● Exercise aim: Quote each of the entries below word for word, leaving out the images.

● Given records:
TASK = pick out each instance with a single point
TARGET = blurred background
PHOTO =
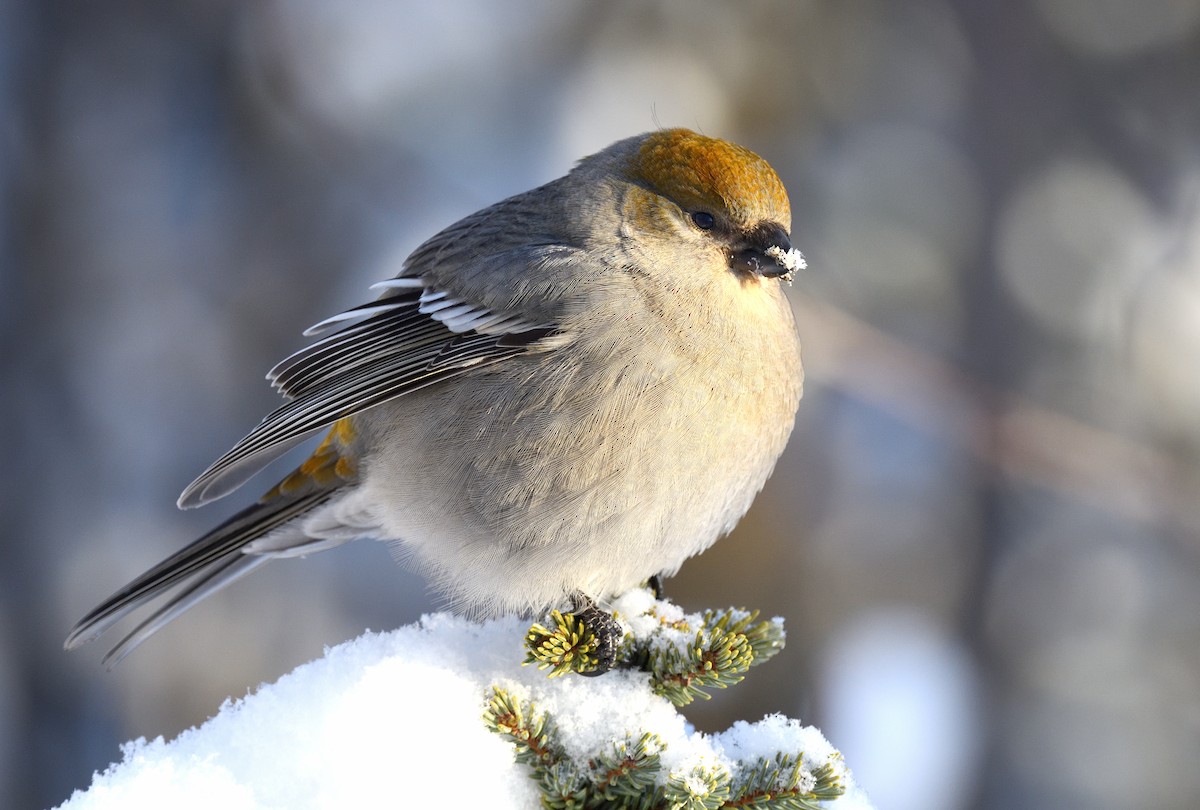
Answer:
(985, 533)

● Finished exercise:
TASK = pick out each instance with a single point
TARGET = blurred background
PHOTO =
Answer:
(985, 533)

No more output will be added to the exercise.